Supplied entries -

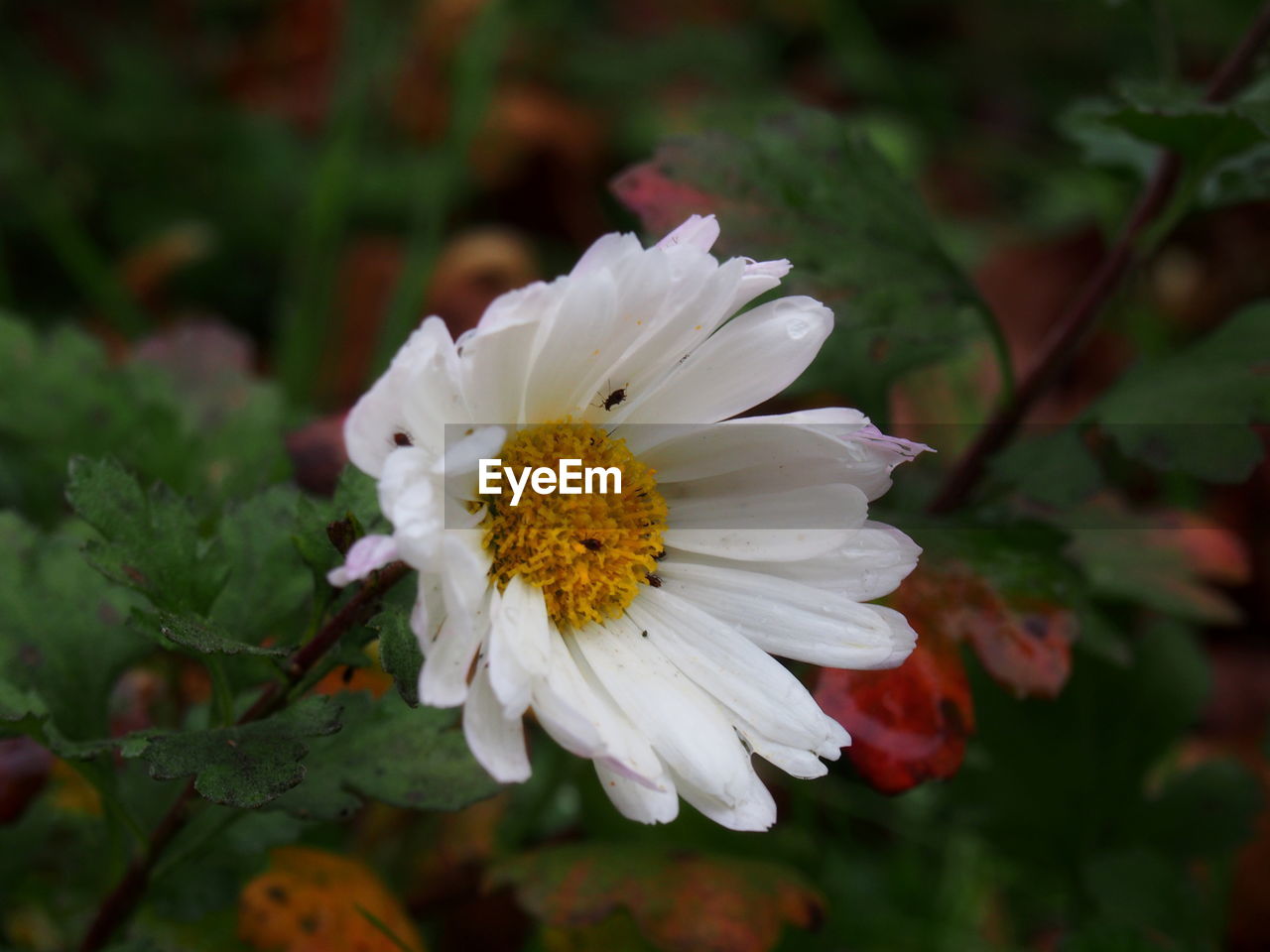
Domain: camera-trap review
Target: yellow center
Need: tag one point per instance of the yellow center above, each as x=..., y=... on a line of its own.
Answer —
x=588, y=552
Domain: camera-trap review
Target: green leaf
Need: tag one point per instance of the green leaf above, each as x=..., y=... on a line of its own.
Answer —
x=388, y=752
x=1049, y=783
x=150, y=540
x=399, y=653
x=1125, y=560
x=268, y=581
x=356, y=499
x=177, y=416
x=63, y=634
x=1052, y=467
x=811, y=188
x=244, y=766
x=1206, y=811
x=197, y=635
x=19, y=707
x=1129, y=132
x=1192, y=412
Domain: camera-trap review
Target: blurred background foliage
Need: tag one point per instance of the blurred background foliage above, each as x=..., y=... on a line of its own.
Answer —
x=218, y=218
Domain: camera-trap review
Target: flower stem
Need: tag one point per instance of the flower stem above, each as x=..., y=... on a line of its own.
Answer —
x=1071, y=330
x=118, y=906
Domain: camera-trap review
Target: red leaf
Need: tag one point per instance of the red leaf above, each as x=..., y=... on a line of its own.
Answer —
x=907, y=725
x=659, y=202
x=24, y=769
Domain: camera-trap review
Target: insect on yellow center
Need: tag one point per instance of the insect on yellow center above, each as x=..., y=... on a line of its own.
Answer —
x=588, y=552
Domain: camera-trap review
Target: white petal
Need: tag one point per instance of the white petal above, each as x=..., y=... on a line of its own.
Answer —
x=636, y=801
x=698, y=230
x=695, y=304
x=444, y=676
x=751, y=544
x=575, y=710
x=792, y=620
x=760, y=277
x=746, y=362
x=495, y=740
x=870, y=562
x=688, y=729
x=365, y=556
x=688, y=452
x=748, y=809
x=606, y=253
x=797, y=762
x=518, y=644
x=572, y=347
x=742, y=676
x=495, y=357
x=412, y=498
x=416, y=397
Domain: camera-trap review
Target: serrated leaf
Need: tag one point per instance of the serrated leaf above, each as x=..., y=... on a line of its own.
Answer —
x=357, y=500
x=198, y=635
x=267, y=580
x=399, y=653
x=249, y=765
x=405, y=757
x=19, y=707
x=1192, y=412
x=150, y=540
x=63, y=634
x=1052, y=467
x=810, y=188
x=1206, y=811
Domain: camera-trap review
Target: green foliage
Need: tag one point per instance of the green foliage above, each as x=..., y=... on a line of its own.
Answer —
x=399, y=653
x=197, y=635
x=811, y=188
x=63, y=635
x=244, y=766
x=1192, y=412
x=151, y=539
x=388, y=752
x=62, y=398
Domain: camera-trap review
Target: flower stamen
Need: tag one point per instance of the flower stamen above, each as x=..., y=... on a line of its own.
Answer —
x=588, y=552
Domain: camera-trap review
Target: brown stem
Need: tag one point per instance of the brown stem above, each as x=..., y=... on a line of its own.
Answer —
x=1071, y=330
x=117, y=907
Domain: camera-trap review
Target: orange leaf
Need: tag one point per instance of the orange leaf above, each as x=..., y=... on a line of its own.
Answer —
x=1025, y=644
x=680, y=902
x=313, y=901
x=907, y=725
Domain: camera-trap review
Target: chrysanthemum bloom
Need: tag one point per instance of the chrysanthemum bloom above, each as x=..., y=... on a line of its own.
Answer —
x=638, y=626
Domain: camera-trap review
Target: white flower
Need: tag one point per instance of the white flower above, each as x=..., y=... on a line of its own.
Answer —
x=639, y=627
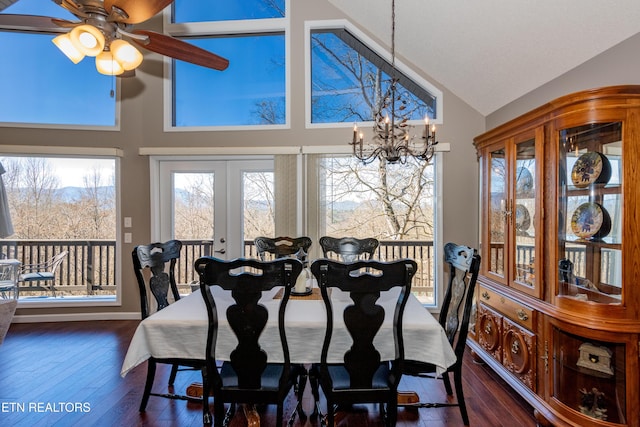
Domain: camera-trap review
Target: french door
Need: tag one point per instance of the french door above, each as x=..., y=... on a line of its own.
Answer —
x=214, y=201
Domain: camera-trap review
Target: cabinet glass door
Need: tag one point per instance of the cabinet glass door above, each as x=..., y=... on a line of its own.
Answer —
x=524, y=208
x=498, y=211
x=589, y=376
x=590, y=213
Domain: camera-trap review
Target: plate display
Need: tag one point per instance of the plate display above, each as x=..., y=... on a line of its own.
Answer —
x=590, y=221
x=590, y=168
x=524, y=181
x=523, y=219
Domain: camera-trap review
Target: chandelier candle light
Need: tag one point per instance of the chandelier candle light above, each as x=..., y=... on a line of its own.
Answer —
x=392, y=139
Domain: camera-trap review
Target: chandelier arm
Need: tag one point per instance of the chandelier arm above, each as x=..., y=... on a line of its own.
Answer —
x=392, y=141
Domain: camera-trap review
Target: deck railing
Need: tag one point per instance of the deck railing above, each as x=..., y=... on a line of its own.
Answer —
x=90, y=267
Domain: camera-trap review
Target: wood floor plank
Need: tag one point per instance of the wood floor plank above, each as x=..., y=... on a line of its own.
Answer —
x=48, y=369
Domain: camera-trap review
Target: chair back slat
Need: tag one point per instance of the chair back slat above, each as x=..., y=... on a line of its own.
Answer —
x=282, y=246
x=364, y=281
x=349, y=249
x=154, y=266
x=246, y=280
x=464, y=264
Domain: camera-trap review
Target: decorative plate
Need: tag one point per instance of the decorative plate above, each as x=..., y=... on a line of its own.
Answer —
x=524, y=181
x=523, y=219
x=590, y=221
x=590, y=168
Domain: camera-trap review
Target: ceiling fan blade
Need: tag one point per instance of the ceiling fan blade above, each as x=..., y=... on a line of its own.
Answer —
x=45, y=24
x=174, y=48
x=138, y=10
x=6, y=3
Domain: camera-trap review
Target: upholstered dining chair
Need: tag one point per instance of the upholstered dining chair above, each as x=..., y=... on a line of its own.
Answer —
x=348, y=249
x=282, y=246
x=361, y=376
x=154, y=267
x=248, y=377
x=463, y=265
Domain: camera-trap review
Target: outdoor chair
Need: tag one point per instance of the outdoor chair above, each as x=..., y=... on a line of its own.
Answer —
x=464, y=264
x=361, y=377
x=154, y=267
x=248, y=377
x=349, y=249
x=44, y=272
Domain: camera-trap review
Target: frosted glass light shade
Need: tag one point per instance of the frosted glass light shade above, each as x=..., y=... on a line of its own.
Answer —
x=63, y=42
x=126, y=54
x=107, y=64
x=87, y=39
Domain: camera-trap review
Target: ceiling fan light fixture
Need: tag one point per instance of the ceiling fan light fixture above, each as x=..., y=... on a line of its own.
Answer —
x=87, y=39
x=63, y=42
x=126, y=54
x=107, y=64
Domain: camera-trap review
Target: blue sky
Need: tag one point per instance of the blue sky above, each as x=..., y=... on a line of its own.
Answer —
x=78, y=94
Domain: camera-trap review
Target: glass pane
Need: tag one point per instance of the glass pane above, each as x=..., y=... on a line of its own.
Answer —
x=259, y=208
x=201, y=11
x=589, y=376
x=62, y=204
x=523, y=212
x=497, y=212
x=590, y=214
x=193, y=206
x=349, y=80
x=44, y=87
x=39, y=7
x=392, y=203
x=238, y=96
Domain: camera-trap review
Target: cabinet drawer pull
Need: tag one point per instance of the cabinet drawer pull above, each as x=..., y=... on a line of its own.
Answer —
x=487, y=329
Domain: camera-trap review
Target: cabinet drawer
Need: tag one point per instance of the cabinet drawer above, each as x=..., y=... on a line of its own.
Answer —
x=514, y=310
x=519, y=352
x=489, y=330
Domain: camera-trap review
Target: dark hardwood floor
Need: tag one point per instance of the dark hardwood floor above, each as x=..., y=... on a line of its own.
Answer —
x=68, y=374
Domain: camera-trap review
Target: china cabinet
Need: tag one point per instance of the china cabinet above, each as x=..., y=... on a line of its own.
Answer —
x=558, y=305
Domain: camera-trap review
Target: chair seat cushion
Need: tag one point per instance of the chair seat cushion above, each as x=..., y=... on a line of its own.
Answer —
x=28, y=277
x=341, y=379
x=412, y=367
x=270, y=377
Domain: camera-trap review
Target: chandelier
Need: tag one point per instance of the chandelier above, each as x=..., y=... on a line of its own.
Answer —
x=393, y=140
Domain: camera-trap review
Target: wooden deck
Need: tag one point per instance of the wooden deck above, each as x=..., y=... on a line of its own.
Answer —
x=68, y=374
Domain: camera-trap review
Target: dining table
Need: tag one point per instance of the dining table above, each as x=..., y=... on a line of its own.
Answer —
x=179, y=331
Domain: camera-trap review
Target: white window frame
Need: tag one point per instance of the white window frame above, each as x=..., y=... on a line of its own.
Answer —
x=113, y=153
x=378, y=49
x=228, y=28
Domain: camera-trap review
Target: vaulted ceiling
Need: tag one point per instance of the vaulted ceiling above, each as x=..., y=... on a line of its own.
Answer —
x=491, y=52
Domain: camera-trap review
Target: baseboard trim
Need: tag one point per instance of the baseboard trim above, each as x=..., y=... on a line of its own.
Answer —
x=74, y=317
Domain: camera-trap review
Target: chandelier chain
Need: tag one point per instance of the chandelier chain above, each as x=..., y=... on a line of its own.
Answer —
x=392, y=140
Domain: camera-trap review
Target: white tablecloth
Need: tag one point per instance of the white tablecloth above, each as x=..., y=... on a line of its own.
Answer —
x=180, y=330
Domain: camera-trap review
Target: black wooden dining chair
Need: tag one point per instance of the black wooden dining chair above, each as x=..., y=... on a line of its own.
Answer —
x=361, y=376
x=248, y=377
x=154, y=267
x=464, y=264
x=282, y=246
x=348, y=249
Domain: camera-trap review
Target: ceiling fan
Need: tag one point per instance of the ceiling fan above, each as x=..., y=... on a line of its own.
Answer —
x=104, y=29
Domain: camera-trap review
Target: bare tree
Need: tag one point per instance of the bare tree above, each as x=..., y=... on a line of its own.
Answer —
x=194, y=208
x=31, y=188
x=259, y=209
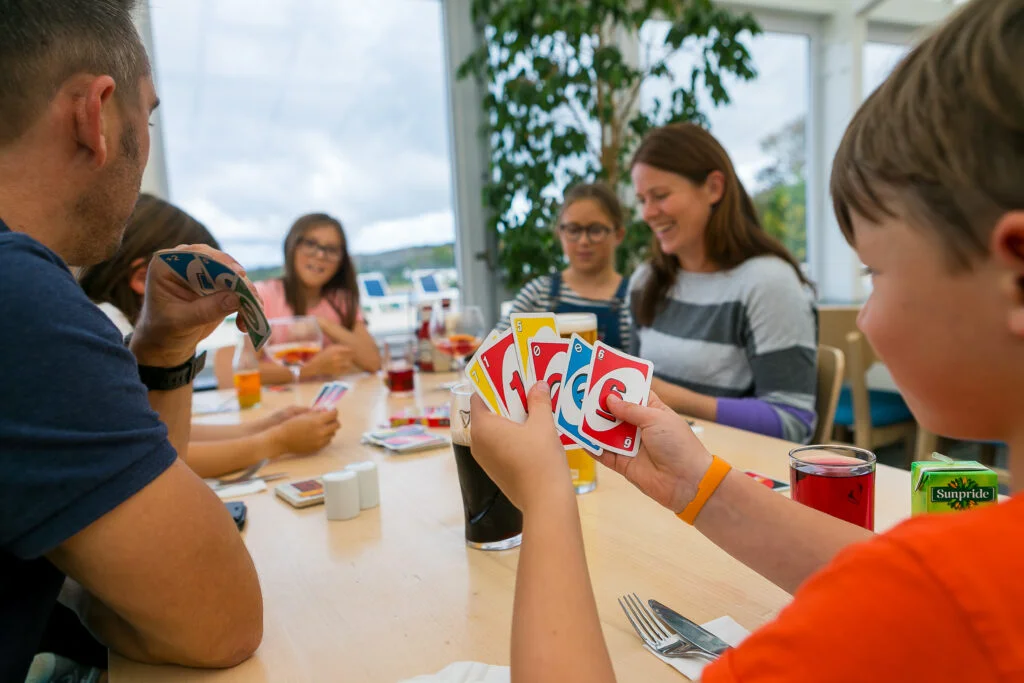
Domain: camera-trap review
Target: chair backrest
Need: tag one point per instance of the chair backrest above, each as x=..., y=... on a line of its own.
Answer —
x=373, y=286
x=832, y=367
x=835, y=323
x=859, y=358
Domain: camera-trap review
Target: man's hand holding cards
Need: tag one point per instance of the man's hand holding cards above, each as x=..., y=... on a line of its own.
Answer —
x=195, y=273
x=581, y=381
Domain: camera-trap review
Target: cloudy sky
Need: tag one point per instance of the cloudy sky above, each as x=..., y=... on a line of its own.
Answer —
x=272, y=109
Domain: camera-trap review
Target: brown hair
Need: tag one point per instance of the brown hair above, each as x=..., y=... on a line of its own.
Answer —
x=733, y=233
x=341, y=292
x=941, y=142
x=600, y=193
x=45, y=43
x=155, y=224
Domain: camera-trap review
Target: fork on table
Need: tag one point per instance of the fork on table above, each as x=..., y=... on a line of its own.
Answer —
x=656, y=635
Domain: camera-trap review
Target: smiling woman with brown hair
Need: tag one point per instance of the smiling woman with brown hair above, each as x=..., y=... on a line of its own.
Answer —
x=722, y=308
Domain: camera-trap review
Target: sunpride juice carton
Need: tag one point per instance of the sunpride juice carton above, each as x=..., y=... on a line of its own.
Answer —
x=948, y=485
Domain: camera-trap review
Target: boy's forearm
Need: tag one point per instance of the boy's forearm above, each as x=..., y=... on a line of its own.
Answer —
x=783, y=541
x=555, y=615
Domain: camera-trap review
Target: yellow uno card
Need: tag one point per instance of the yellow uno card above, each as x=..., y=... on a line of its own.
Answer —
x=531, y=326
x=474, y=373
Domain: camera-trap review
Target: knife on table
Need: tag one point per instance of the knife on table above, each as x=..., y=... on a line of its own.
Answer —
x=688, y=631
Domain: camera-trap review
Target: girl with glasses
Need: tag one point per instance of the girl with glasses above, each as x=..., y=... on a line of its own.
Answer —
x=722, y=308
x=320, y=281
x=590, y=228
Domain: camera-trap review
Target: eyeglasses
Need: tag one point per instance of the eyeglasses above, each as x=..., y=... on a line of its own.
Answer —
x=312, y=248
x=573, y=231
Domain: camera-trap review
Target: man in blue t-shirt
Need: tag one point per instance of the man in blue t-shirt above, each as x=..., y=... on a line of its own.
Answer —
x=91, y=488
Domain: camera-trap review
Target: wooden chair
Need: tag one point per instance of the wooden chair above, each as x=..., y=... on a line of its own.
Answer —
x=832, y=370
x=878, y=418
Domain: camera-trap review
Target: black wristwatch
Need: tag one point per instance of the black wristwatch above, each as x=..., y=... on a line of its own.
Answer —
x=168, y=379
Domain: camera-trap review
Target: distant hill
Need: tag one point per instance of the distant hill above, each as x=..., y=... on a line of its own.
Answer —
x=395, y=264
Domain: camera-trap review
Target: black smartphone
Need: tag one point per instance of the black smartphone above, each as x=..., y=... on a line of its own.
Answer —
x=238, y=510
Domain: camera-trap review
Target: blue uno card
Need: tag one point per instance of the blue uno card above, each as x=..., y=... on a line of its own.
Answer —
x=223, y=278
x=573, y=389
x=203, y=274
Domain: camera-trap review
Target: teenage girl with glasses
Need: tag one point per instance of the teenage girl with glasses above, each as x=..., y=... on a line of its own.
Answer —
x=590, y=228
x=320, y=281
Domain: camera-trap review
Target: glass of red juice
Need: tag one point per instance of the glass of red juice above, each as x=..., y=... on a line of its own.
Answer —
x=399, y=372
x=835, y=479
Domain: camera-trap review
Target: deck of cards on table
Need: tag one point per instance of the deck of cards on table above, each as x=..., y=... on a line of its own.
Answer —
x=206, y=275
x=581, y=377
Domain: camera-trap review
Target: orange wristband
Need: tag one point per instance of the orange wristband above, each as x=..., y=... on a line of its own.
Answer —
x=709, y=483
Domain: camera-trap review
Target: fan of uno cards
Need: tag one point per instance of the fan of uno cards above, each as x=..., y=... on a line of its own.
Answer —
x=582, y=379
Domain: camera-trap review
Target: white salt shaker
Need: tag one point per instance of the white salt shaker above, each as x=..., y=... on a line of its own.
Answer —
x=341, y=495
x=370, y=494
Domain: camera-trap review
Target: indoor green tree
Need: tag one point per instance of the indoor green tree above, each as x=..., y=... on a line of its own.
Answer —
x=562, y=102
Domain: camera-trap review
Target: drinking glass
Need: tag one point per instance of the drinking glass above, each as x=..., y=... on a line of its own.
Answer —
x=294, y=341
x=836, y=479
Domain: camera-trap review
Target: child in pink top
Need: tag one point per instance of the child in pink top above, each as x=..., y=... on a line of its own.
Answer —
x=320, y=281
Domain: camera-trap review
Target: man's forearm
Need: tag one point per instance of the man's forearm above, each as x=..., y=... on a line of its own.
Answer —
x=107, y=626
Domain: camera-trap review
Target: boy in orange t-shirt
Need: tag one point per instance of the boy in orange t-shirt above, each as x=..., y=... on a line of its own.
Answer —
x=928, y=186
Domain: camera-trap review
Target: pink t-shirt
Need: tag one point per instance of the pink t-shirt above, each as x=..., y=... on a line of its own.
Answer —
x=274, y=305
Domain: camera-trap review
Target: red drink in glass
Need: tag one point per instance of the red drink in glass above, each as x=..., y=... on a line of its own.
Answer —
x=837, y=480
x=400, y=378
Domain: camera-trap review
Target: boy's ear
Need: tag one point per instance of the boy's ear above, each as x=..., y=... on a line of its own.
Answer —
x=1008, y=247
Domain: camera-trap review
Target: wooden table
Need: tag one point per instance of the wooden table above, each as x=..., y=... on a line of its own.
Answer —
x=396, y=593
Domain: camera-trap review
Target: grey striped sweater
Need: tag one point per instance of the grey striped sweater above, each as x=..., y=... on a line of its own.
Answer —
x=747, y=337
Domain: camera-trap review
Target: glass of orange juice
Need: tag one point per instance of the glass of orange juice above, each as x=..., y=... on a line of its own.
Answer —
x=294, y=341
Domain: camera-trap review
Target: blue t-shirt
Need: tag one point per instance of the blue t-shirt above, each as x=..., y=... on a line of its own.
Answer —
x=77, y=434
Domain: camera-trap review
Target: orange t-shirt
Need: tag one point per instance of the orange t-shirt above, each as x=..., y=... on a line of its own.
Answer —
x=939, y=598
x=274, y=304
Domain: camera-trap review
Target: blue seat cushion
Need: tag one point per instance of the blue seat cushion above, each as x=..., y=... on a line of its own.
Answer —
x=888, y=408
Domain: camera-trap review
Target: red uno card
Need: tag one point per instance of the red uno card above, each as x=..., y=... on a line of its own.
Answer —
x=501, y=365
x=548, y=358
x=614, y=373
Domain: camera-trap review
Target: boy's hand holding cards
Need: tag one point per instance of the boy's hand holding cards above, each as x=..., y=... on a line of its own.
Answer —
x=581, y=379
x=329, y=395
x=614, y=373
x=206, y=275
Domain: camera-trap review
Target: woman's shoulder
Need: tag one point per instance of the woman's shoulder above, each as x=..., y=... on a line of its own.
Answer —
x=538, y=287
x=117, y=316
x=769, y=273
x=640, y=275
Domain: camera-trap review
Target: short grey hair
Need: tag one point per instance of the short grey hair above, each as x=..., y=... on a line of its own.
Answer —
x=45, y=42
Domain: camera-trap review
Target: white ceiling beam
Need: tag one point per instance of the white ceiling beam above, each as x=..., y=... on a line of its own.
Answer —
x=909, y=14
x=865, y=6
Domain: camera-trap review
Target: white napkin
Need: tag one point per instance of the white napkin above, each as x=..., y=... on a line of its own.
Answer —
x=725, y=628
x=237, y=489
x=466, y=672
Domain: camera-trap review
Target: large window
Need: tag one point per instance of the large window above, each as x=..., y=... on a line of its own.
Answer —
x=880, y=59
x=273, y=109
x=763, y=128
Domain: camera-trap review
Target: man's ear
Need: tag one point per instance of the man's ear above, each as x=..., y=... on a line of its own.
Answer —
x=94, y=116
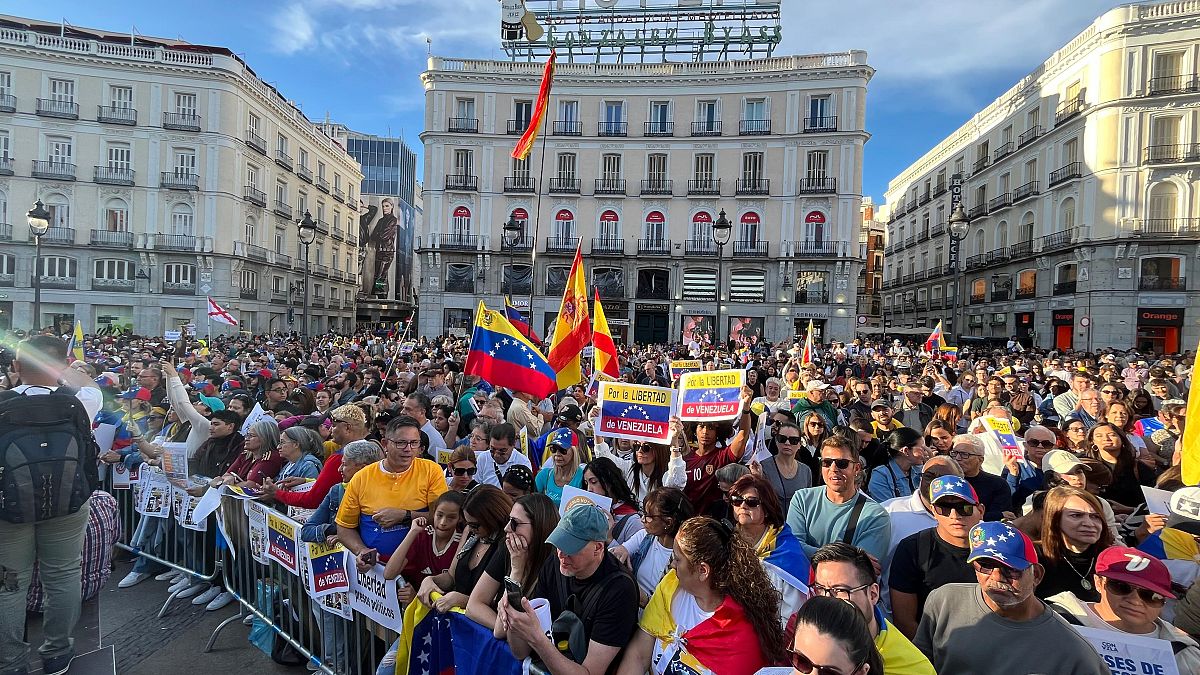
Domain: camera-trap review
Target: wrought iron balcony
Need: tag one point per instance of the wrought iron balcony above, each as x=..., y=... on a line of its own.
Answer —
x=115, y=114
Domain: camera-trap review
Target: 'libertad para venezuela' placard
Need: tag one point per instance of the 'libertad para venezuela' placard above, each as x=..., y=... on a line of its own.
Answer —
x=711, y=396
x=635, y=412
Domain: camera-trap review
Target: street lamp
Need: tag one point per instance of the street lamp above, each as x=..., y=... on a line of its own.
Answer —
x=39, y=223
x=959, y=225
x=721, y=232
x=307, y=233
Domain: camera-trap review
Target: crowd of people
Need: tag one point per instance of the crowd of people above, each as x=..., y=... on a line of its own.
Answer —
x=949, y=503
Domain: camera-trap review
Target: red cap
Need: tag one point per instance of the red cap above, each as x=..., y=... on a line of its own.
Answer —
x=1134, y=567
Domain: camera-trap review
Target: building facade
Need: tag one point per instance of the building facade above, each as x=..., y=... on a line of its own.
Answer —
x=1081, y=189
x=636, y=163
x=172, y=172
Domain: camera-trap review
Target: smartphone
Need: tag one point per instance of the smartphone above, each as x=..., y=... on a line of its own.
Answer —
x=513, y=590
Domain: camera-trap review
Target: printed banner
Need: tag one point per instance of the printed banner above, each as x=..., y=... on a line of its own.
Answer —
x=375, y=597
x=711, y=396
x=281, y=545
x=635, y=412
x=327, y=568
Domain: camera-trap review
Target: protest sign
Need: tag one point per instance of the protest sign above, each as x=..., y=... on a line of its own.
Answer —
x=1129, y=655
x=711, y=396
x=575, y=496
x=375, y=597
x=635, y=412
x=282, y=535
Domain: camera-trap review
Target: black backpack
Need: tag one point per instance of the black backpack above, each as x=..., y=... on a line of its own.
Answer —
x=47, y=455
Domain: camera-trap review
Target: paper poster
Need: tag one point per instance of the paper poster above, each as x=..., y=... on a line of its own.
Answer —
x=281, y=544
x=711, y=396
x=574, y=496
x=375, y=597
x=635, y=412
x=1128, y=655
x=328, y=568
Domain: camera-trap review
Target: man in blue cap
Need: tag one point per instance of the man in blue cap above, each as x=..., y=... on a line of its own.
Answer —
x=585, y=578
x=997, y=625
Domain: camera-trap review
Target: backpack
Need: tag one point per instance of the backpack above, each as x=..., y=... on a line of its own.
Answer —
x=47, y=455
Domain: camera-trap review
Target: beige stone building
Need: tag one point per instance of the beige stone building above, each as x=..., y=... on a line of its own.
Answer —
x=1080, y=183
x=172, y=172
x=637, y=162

Your instructions - Please pull out each line of the listing above that contains the string "blade", matching case exactly.

Answer for this exercise -
Target: ceiling fan blade
Need: tag one point per instance of the ceiling fan blade above, each as x=..., y=... on a line of its own.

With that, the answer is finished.